**What you have to do**
Do these statements agree with the dated blog posts below? For each, answer yes or no and quote the words of the posts that decide it. (a) The writer could see the moon through the bedroom window at 10:30 in the evening. (b) The comedian at the bar wore a black shirt. (c) The writer calls making it through childhood the bravest thing ever done.

**Reading text**
⟨
Thursday, July 14, 2011

people hurt

Sometimes I wish people's ability to hurt me would finally outweigh my capacity for forgiveness. Then I realize how stupid that is.


Thursday, June 23, 2011

The bravest thing I've ever done was make it through childhood. It is also the bravest thing I continue to do, when I do it. This is a blessing for me and not a little bit of a curse. But, after spending time working with a family I think embodies loving support, intelligent direction and total dedication, I think it's fair to say even in the best of circumstances, it is the same for everyone.


Saturday, June 18, 2011

One quick and dirty way to assess whether a personal view or political belief has any validity is to ask if it is compassionate. If not, you're way off base. Period.

Sunday, May 8, 2011

evening news

At 10:30 this evening you could see the moon straight through my bedroom window sitting exactly where I am.

Friday, May 6, 2011

stop me if you've heard this one before

I met a comedian one night at this bar who tried to get my number. He wore a white shirt with a slit down the front and sandals. He said he'd found enlightenment, that he had traveled, that knowledge is power. I had to laugh at him. I asked what God was like. I've only experienced short bursts of love and light. It felt like compassion. The development of one's self is not a struggle for perfection (that wiped away his grin). It's not a search for esoteric knowledge and using it for power is a sin. It's not all the steps you may have taken round the world or some great moment of arrival. It's a moment to moment fight for life, for freedom, for survival.
⟩
**Entries shown**
⟨
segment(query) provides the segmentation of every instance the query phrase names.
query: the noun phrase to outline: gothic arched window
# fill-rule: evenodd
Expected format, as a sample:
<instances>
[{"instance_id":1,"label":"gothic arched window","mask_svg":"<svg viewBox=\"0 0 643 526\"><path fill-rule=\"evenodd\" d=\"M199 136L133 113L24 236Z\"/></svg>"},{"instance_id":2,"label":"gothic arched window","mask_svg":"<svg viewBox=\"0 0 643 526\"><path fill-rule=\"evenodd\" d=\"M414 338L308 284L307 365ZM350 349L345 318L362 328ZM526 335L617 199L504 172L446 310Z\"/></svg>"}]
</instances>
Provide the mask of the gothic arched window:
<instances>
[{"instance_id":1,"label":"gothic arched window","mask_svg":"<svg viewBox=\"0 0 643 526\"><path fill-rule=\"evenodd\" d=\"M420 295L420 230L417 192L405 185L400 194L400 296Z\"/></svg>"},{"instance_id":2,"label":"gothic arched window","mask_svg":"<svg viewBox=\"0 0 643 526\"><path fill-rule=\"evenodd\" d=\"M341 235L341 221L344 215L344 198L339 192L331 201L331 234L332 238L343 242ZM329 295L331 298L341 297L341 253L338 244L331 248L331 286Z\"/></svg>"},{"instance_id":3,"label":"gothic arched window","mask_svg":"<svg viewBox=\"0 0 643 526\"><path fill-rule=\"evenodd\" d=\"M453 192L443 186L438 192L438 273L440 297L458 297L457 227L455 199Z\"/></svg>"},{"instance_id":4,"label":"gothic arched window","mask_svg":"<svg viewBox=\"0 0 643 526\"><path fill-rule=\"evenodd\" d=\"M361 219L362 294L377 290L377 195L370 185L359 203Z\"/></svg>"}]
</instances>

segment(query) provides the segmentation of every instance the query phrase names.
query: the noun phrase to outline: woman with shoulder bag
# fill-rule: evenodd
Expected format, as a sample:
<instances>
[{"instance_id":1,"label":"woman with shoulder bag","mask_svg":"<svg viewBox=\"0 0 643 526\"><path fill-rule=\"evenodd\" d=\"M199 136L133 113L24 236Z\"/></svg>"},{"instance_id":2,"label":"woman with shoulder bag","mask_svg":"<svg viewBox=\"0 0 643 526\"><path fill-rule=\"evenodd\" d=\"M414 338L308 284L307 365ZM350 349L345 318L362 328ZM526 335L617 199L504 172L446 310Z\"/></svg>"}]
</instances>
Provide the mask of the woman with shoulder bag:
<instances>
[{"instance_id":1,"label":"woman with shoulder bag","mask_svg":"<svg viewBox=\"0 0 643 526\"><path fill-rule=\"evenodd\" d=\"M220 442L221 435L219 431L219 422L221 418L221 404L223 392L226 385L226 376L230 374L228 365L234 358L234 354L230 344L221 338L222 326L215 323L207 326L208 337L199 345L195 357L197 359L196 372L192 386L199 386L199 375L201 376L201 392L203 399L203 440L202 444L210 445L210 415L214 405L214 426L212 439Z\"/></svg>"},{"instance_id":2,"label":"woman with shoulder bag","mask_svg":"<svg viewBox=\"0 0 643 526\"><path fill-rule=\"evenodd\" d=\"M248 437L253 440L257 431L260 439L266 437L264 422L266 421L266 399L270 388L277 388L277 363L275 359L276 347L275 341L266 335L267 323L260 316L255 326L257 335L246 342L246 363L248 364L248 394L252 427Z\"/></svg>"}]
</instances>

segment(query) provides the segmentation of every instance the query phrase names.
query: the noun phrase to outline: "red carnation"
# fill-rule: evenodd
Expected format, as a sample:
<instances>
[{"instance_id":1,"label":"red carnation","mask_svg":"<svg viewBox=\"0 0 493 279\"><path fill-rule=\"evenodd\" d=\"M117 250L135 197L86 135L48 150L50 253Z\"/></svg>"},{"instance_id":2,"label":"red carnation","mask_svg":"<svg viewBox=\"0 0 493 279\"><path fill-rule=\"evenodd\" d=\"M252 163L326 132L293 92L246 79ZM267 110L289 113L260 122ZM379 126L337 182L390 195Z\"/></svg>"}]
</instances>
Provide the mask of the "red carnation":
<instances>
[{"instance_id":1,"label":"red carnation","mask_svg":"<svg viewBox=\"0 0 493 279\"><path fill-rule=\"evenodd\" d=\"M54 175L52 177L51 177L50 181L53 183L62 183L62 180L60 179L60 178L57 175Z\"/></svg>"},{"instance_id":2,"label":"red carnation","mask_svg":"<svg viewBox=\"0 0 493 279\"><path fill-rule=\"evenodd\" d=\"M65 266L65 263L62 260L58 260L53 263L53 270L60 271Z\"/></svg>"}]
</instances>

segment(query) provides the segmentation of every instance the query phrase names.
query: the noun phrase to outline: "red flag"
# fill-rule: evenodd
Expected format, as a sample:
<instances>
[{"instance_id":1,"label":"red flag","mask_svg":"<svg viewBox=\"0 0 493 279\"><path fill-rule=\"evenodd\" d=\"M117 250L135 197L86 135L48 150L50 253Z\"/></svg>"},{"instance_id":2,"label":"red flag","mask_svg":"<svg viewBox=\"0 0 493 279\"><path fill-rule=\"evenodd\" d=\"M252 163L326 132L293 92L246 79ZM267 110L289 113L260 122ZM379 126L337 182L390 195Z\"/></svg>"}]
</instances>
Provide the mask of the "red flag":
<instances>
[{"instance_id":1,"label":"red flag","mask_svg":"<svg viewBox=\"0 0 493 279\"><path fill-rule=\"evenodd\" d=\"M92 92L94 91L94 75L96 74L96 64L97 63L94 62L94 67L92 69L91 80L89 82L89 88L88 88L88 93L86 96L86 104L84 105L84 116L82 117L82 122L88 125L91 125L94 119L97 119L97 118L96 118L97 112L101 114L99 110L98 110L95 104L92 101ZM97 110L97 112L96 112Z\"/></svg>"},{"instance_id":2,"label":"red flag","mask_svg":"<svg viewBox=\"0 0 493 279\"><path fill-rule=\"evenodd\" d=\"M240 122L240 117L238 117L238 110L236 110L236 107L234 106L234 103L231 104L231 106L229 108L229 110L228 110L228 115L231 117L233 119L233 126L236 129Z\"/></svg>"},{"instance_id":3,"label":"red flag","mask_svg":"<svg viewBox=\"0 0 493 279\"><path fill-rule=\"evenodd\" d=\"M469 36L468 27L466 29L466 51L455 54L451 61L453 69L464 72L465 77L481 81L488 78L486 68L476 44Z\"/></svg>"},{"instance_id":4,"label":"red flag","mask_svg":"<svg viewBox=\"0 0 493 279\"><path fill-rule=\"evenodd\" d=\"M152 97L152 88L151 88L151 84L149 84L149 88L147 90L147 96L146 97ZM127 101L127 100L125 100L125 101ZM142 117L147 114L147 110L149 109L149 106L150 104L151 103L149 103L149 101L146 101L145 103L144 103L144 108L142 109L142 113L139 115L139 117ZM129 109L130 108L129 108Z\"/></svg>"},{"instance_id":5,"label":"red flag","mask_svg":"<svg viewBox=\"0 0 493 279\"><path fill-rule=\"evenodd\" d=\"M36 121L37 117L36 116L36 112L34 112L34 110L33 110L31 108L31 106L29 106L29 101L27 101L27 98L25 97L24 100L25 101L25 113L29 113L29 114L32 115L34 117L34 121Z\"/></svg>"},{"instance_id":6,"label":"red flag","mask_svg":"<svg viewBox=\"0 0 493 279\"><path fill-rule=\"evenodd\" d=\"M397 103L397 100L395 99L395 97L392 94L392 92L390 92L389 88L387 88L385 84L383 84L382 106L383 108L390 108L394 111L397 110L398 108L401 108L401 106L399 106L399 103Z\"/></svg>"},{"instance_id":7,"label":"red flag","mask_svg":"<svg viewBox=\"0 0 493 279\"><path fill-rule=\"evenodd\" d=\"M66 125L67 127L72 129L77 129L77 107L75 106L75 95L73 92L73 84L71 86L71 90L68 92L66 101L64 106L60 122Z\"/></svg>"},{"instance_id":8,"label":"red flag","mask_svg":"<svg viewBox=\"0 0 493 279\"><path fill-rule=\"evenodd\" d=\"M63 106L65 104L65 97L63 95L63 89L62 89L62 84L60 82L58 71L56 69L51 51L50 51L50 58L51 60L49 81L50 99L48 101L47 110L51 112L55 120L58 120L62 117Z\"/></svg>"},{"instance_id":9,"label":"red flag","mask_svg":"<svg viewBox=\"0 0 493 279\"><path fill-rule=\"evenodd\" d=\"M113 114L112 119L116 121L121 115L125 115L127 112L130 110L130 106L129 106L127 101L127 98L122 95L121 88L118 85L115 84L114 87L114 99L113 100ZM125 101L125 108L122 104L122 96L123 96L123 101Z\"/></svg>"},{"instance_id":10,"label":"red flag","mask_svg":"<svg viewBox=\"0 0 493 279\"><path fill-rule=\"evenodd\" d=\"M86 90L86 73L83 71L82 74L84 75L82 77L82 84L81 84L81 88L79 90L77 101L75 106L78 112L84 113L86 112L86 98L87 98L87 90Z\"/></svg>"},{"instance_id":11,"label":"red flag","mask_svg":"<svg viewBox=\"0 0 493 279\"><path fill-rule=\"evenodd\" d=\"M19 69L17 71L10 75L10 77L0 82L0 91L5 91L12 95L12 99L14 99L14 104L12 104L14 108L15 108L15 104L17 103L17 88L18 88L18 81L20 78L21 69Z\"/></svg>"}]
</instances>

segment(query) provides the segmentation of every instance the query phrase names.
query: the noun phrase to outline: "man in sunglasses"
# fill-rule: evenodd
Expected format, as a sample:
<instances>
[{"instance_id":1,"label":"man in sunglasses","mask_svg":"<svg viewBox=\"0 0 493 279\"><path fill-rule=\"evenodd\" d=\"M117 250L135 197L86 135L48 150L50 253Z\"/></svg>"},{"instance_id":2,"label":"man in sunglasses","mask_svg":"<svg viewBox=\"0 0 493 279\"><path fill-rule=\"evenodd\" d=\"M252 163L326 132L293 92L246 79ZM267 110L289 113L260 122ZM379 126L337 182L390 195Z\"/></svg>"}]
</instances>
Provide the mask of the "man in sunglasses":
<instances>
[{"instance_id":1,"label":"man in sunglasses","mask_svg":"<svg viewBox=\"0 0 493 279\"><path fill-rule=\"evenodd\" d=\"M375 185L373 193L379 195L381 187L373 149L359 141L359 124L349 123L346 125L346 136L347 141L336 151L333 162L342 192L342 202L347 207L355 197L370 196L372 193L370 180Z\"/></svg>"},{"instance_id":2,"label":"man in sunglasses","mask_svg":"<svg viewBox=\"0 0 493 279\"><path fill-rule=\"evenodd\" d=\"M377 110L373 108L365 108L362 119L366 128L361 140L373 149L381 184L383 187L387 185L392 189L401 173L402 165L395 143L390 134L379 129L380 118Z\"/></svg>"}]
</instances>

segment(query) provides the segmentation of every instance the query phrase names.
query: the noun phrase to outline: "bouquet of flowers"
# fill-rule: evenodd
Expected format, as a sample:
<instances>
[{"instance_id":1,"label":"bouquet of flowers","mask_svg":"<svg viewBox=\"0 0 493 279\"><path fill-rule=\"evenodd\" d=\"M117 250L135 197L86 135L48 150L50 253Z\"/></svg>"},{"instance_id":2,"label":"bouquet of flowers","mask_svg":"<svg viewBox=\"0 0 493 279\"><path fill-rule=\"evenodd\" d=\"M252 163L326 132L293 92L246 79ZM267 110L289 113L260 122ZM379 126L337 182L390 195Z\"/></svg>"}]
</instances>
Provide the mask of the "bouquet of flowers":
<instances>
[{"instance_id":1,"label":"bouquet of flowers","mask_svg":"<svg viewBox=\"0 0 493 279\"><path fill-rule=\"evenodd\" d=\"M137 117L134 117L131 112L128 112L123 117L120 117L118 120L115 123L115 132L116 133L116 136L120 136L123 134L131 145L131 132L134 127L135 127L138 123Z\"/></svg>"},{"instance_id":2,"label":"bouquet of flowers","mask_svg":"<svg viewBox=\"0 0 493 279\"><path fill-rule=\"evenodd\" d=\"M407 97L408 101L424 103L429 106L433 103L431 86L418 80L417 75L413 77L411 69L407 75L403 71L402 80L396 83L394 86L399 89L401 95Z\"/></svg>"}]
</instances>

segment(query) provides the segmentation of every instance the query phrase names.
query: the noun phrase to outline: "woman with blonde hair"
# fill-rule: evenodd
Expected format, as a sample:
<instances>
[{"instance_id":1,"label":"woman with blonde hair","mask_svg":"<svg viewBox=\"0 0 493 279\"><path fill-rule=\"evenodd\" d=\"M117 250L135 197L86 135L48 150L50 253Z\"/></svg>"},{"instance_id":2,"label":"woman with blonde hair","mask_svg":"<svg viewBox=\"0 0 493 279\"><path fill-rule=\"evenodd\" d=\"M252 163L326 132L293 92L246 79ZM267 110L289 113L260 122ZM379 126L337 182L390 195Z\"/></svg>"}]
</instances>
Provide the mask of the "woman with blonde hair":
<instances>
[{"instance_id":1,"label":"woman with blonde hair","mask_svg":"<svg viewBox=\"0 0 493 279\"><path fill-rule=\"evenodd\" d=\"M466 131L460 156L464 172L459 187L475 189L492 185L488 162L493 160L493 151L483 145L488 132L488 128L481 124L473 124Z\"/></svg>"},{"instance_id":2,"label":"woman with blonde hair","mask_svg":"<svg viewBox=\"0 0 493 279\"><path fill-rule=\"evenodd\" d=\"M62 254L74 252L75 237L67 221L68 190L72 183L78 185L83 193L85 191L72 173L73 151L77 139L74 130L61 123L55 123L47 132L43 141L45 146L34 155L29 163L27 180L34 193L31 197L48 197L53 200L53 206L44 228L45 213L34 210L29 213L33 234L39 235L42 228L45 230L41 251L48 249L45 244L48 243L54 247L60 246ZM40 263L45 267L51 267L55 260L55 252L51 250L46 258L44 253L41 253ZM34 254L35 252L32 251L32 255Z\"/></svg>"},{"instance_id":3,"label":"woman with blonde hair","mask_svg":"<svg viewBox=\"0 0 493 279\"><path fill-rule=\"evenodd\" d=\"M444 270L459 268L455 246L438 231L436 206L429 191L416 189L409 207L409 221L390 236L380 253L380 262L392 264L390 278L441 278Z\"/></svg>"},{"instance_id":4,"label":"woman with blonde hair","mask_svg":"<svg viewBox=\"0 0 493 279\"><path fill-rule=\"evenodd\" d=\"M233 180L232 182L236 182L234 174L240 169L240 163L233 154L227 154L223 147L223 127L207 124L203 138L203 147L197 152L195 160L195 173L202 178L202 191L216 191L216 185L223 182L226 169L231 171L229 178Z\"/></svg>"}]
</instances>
⟩
**Result**
(a) Yes: "At 10:30 this evening you could see the moon straight through my bedroom window sitting exactly where I am."
(b) No: "He wore a white shirt with a slit down the front and sandals."
(c) Yes: "The bravest thing I've ever done was make it through childhood."